Every entry should be repeated exactly as written.

[DATA SHOWN — start]

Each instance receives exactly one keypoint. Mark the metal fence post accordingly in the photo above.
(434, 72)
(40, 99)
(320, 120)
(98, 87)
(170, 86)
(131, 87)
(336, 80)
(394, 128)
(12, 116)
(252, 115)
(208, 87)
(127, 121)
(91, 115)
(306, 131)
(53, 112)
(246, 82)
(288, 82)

[DATA SHOWN — finish]

» ANSWER SPACE
Each instance receives exactly one keypoint. Mark the metal fence post accordingly in the photo above.
(434, 72)
(40, 99)
(320, 120)
(98, 87)
(170, 86)
(131, 87)
(336, 80)
(394, 128)
(12, 116)
(252, 115)
(208, 87)
(127, 121)
(91, 115)
(306, 131)
(53, 112)
(246, 82)
(288, 82)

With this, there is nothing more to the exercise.